> [GOAL]: Make an exact copy of all the entries below, with the pictures left out.

> [Location identification entries]:
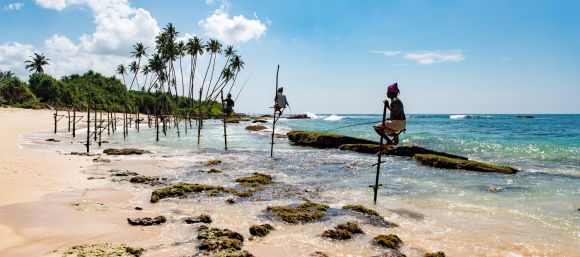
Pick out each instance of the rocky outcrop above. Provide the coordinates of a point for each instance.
(454, 163)
(323, 140)
(302, 213)
(147, 221)
(125, 151)
(261, 230)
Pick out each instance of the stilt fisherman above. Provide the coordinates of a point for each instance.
(397, 122)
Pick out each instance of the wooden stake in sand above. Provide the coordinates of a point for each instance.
(225, 128)
(274, 121)
(380, 154)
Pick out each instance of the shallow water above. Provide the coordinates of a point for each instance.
(532, 213)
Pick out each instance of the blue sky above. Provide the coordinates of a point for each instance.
(492, 56)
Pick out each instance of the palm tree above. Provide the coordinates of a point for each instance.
(36, 62)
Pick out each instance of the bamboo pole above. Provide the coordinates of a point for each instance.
(376, 187)
(225, 127)
(274, 121)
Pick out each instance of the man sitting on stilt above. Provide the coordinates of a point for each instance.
(397, 121)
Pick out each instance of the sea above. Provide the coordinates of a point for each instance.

> [SOLUTION]:
Pick out each instance of the rocky outcrop above. Provide the coordinates of a point for each instance.
(454, 163)
(323, 140)
(302, 213)
(147, 221)
(125, 151)
(261, 230)
Pick out each instance of the stilt fisherman above. Provide the coordinates of a point for each instance.
(397, 122)
Pick out each instance of the wooden stake in sand above. Provide the coordinates of a point for each instance.
(225, 128)
(274, 121)
(380, 154)
Pick out each instance of the shallow water above. Provide the coordinates of a point for each instance.
(532, 213)
Pick out each instance of the blue sky above. Provide the coordinates of a point for each instance.
(492, 56)
Pick out each instance of the palm tree above. Provide the coordinates of a point for each instance.
(36, 62)
Pick out each instance of the bamboo pole above. Provide the coordinates of a point for each instance.
(376, 187)
(225, 127)
(274, 121)
Pick out each instance of the man sitting on stilt above. Provide the coordinates of a point for each instance.
(397, 121)
Pick out each instance of the sea above. Provide the coordinates of a point for each instance.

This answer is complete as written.